--- Task instructions ---
Return the records word for word, from the very start down to and including the line that contains "[(10, 31), (39, 26), (31, 28)]", and leave the pictures out.

※

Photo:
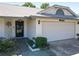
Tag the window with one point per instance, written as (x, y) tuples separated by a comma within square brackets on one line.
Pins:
[(59, 12)]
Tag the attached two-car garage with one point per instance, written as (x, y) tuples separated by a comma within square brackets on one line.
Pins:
[(58, 30)]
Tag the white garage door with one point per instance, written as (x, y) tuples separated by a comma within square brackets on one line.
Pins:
[(58, 30)]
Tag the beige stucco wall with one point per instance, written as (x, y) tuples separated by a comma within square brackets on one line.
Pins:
[(10, 31), (39, 26), (31, 28)]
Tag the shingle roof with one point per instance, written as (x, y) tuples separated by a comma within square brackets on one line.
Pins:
[(16, 11)]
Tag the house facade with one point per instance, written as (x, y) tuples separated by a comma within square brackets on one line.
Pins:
[(56, 22)]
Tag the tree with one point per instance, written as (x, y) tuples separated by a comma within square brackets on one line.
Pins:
[(28, 4), (44, 5)]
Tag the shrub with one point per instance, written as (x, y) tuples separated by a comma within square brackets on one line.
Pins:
[(30, 42), (6, 45), (41, 42)]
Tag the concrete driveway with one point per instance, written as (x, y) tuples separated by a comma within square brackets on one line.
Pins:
[(65, 47)]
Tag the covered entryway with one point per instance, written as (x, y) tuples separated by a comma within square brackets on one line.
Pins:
[(58, 30), (19, 28)]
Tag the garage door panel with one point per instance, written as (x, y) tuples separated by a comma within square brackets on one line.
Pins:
[(57, 30)]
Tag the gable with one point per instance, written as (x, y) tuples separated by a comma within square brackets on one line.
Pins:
[(58, 11)]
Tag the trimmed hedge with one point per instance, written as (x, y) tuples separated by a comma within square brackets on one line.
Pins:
[(41, 42), (6, 45)]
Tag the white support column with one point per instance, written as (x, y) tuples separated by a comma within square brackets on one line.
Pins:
[(38, 28)]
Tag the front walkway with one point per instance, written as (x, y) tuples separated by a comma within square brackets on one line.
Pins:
[(23, 50), (65, 47)]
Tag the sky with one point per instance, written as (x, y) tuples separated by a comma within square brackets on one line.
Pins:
[(73, 5)]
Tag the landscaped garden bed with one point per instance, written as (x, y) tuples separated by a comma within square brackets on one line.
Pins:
[(32, 46), (37, 43)]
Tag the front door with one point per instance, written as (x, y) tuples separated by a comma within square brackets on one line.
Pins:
[(19, 28)]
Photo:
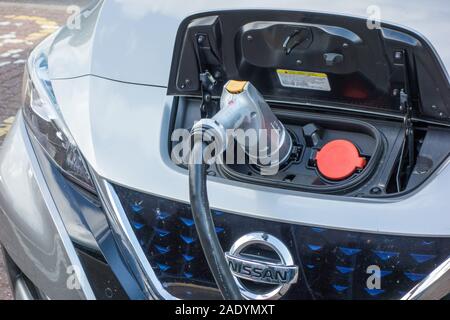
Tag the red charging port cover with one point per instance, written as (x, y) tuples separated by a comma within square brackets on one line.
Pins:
[(339, 159)]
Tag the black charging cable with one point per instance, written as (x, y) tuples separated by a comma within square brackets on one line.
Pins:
[(205, 225)]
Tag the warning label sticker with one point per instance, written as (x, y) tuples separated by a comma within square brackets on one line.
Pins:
[(304, 80)]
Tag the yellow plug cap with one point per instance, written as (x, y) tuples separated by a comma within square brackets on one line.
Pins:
[(235, 86)]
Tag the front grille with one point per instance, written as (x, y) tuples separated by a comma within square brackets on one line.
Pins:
[(333, 264)]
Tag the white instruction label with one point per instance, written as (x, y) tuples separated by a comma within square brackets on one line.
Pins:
[(304, 80)]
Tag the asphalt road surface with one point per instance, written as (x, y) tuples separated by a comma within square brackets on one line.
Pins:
[(23, 24)]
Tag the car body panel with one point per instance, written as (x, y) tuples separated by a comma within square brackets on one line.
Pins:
[(119, 39), (99, 112), (31, 229)]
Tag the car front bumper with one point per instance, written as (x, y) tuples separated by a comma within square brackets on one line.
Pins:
[(54, 232)]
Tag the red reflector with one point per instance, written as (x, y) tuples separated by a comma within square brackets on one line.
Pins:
[(339, 159)]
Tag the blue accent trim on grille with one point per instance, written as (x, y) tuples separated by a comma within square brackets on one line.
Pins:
[(374, 292), (161, 233), (137, 207), (421, 258), (349, 251), (187, 222), (384, 273), (333, 263), (162, 250), (138, 225), (163, 267), (161, 215), (339, 288), (187, 239), (314, 247), (385, 255), (188, 258), (344, 270)]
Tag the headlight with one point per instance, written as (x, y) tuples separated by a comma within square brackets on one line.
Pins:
[(44, 120)]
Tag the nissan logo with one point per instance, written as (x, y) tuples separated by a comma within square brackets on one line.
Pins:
[(262, 266)]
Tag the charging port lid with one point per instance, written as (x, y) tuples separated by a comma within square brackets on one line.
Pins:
[(339, 159)]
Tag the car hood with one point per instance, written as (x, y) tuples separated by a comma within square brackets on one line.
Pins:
[(133, 40)]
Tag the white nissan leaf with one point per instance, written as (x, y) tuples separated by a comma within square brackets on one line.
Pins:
[(233, 150)]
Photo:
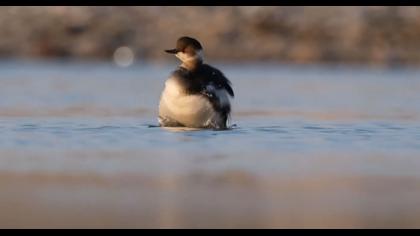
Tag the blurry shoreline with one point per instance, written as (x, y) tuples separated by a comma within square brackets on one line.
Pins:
[(385, 36)]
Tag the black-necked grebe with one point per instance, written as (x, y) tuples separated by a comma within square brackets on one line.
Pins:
[(196, 95)]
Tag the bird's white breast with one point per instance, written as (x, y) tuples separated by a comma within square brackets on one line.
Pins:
[(189, 110)]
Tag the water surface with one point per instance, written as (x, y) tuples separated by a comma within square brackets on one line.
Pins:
[(312, 146)]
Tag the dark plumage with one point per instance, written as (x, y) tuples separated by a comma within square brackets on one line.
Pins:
[(197, 81)]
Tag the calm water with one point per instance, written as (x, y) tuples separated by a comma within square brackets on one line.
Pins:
[(311, 146)]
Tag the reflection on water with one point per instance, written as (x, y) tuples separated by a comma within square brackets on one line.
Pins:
[(310, 147)]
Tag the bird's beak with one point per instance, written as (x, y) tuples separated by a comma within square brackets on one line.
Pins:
[(172, 51)]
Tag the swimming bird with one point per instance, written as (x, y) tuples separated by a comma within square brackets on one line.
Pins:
[(196, 94)]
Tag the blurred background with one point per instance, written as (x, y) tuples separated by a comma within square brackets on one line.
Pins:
[(378, 35), (326, 118)]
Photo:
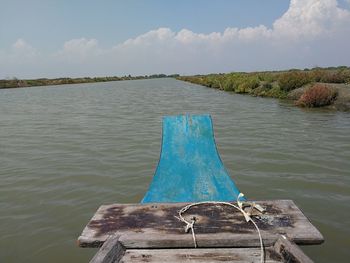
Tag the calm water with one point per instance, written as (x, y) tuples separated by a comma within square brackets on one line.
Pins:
[(66, 150)]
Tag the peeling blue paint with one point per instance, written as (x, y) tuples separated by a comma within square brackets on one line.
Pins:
[(190, 168)]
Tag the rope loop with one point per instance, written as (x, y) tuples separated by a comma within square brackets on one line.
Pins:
[(240, 207)]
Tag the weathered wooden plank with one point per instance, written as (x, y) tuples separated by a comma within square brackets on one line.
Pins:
[(138, 241), (290, 252), (208, 255), (111, 251), (216, 226)]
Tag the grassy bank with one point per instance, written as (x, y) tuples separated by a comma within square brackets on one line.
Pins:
[(291, 84), (21, 83)]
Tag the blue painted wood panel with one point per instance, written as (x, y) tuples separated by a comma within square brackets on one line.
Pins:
[(190, 168)]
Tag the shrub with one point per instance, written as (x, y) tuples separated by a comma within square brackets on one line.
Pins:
[(317, 96), (293, 80)]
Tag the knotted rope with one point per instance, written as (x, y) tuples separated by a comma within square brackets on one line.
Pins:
[(247, 216)]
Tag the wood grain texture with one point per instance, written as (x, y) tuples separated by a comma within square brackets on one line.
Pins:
[(111, 251), (290, 252), (209, 255), (155, 225)]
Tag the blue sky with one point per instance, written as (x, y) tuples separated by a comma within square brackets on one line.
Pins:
[(93, 38)]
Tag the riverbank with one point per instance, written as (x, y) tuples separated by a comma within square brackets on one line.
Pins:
[(22, 83), (317, 87)]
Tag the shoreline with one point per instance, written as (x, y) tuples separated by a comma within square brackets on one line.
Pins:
[(24, 83), (309, 88)]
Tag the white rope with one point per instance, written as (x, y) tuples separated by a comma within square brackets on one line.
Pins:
[(247, 216)]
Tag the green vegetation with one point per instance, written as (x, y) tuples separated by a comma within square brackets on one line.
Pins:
[(318, 95), (275, 84), (19, 83)]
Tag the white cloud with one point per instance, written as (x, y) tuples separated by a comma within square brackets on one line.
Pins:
[(22, 48), (309, 33)]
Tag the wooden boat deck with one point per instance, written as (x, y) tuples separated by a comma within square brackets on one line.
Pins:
[(152, 233)]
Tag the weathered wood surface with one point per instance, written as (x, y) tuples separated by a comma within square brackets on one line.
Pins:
[(283, 250), (155, 226), (290, 252), (111, 251), (251, 255)]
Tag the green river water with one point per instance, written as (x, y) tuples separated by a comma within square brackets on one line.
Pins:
[(66, 150)]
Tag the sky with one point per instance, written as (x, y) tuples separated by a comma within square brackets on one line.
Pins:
[(47, 38)]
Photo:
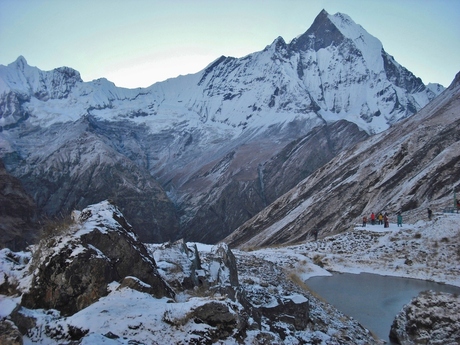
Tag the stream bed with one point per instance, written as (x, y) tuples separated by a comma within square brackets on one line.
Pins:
[(371, 299)]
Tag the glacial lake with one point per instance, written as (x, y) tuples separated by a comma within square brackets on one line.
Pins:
[(373, 300)]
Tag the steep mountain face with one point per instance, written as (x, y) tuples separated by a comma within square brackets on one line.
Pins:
[(411, 167), (222, 143), (17, 213)]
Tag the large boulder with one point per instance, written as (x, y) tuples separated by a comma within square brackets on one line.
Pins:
[(430, 318), (73, 268)]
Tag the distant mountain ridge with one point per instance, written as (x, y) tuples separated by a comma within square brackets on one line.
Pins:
[(212, 139), (409, 168)]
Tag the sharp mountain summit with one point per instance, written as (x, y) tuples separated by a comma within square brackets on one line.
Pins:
[(304, 135)]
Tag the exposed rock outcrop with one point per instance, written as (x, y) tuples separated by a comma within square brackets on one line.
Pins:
[(431, 318), (408, 168), (73, 269), (18, 213)]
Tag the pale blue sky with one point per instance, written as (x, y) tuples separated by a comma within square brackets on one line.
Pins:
[(139, 42)]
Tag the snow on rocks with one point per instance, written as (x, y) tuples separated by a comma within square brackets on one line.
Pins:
[(430, 318)]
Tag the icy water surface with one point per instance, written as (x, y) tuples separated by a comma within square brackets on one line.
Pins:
[(373, 300)]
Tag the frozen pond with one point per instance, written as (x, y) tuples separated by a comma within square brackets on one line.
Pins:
[(373, 300)]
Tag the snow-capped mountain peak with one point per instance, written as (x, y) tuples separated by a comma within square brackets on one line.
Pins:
[(203, 133)]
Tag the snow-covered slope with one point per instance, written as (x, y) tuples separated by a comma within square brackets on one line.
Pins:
[(204, 136), (424, 250), (409, 168)]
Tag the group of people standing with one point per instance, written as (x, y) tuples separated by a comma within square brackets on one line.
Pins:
[(382, 219)]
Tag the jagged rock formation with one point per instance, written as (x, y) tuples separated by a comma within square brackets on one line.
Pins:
[(18, 213), (73, 269), (430, 318), (409, 168), (214, 140)]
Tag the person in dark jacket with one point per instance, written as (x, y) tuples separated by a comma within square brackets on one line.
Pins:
[(399, 219)]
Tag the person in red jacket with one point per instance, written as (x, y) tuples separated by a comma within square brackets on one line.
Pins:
[(372, 218)]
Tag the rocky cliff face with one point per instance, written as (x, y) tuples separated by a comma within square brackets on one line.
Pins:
[(18, 213), (409, 168), (73, 268), (214, 140), (428, 318)]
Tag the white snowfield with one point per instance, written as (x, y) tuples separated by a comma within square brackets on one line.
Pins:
[(426, 250)]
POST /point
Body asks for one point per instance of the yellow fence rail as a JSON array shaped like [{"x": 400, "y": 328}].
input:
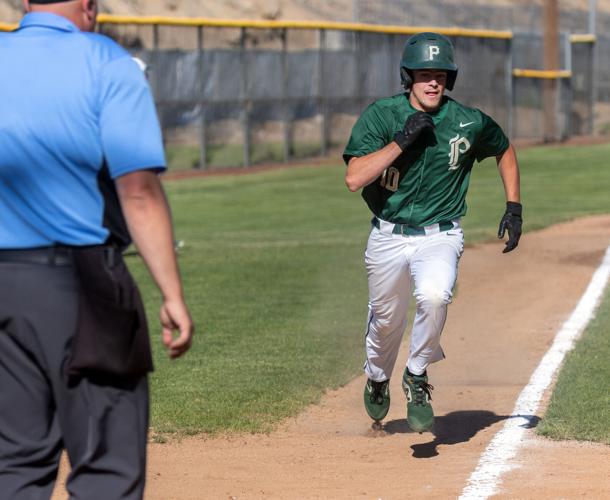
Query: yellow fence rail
[{"x": 541, "y": 74}]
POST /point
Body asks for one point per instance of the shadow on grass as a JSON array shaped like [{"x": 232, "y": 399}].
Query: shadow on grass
[{"x": 454, "y": 428}]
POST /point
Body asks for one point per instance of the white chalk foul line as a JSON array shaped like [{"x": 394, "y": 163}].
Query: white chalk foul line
[{"x": 496, "y": 459}]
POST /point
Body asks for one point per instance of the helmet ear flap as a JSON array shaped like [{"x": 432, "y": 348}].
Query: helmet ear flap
[
  {"x": 405, "y": 77},
  {"x": 451, "y": 77}
]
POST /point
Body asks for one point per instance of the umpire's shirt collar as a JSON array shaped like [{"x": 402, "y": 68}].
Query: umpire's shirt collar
[{"x": 47, "y": 20}]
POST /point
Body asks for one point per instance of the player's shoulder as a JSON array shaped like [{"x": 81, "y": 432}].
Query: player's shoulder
[{"x": 461, "y": 110}]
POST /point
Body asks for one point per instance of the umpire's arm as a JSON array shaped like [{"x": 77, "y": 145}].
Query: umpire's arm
[{"x": 148, "y": 217}]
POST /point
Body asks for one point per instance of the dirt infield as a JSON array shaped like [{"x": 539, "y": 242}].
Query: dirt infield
[{"x": 504, "y": 317}]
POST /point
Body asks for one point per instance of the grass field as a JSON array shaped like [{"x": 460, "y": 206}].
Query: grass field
[
  {"x": 273, "y": 272},
  {"x": 580, "y": 405}
]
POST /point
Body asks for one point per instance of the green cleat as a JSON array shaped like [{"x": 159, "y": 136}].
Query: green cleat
[
  {"x": 420, "y": 416},
  {"x": 377, "y": 399}
]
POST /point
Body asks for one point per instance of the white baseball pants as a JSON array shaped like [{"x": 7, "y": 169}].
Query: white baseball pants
[{"x": 398, "y": 266}]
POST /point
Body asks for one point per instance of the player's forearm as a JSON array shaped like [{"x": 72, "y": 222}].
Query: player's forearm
[
  {"x": 363, "y": 170},
  {"x": 508, "y": 167},
  {"x": 148, "y": 218}
]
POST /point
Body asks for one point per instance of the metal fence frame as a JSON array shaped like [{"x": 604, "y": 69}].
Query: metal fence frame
[{"x": 513, "y": 73}]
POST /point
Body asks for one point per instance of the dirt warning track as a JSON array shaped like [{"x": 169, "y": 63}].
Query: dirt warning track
[{"x": 503, "y": 319}]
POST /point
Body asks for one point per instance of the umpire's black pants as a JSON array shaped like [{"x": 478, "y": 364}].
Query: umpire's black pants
[{"x": 102, "y": 427}]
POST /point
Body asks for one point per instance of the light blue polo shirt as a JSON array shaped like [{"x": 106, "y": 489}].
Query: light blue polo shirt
[{"x": 68, "y": 102}]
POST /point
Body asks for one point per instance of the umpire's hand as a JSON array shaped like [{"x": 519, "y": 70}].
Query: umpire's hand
[
  {"x": 511, "y": 222},
  {"x": 175, "y": 317}
]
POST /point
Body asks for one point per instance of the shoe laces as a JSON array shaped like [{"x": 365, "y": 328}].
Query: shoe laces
[
  {"x": 377, "y": 392},
  {"x": 422, "y": 388}
]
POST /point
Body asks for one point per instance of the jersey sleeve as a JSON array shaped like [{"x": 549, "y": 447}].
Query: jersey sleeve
[
  {"x": 129, "y": 127},
  {"x": 492, "y": 141},
  {"x": 369, "y": 134}
]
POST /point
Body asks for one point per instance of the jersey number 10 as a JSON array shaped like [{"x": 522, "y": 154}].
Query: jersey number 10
[{"x": 389, "y": 179}]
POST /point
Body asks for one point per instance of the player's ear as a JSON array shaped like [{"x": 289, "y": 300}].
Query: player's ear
[{"x": 89, "y": 12}]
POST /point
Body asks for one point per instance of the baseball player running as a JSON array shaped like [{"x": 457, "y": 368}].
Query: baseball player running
[{"x": 412, "y": 155}]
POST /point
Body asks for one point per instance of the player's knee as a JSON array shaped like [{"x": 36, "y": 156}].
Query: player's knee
[
  {"x": 385, "y": 320},
  {"x": 432, "y": 296}
]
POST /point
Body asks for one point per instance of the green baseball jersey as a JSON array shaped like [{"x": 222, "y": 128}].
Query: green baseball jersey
[{"x": 428, "y": 182}]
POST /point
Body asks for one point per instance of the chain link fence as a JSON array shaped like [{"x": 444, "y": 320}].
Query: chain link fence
[{"x": 247, "y": 94}]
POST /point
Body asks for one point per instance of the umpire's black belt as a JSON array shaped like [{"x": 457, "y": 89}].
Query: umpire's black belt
[
  {"x": 408, "y": 230},
  {"x": 49, "y": 256},
  {"x": 58, "y": 255}
]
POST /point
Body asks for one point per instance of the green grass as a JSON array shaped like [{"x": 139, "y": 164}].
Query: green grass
[
  {"x": 273, "y": 272},
  {"x": 580, "y": 404}
]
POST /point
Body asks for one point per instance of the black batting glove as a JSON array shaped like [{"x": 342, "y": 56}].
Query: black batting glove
[
  {"x": 511, "y": 222},
  {"x": 414, "y": 126}
]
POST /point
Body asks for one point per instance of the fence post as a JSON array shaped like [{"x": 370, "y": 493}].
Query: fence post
[
  {"x": 510, "y": 90},
  {"x": 593, "y": 58},
  {"x": 202, "y": 118},
  {"x": 321, "y": 93},
  {"x": 285, "y": 116},
  {"x": 245, "y": 102},
  {"x": 569, "y": 97}
]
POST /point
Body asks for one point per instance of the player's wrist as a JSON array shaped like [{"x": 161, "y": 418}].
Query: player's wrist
[
  {"x": 514, "y": 208},
  {"x": 402, "y": 140}
]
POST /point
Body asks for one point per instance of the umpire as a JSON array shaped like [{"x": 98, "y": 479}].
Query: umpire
[{"x": 74, "y": 349}]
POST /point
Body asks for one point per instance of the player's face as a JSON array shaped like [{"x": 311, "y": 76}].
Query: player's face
[{"x": 427, "y": 89}]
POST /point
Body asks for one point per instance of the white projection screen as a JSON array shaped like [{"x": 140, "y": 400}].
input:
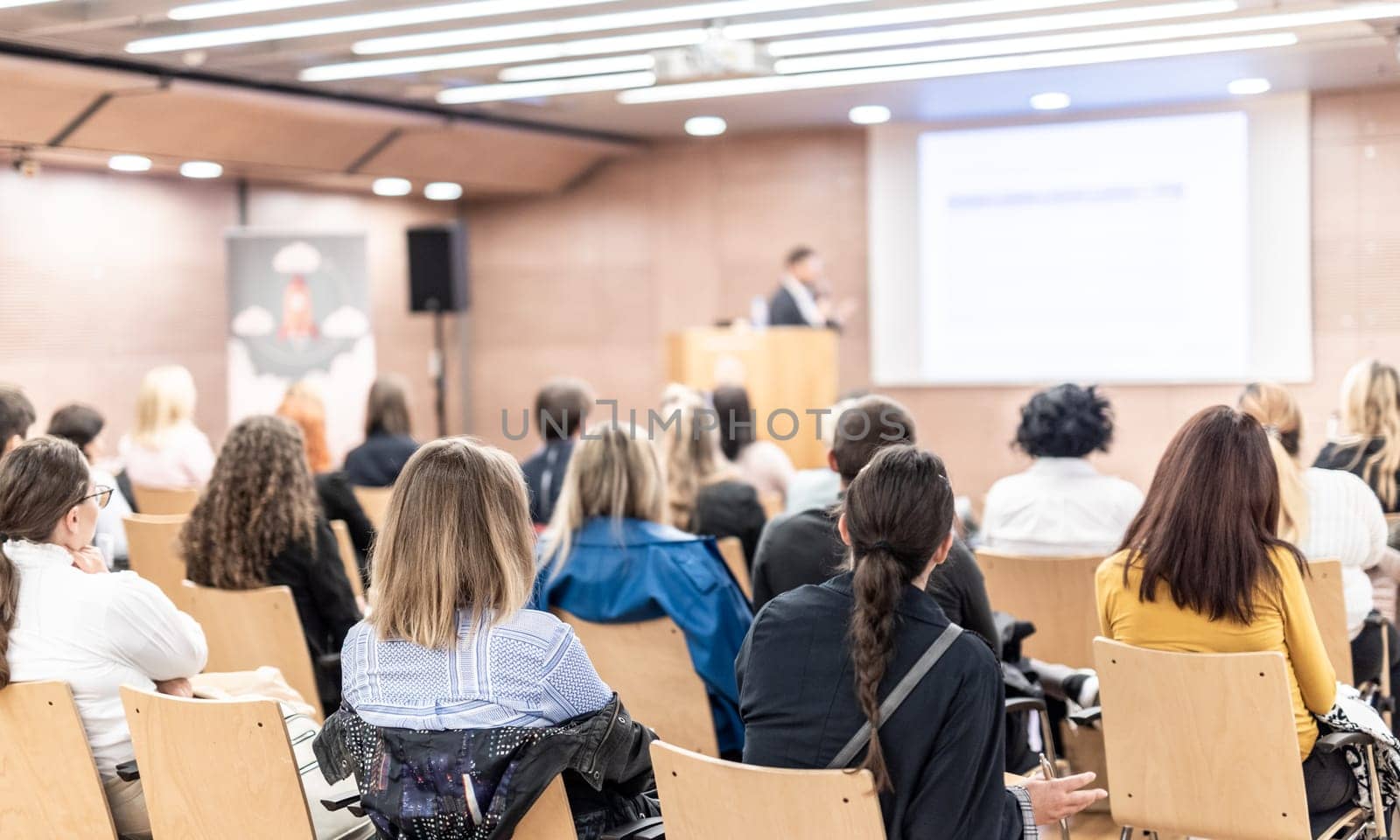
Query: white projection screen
[{"x": 1140, "y": 249}]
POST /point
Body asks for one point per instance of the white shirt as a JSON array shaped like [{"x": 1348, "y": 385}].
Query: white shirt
[
  {"x": 1059, "y": 508},
  {"x": 184, "y": 459},
  {"x": 1346, "y": 522},
  {"x": 97, "y": 634}
]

※

--- Task output ---
Photo:
Tag the window with one point per instance, written as (x, y) tuples separated by a comma within square brackets on one line.
Pins:
[(59, 12)]
Tag the attached two-car garage with one point per instance, written as (x, y) tuples separated by a comma within square brackets on one line.
Pins:
[(58, 30)]
Tag the white garage door with one point per instance, written as (x, y) tuples separated by a comma within square brackets on one line.
Pins:
[(58, 30)]
Tag the beige stucco wall with one point per instance, written as (x, y) tuples separated by a comma within square brackets on one line.
Pins:
[(10, 31), (39, 26), (31, 28)]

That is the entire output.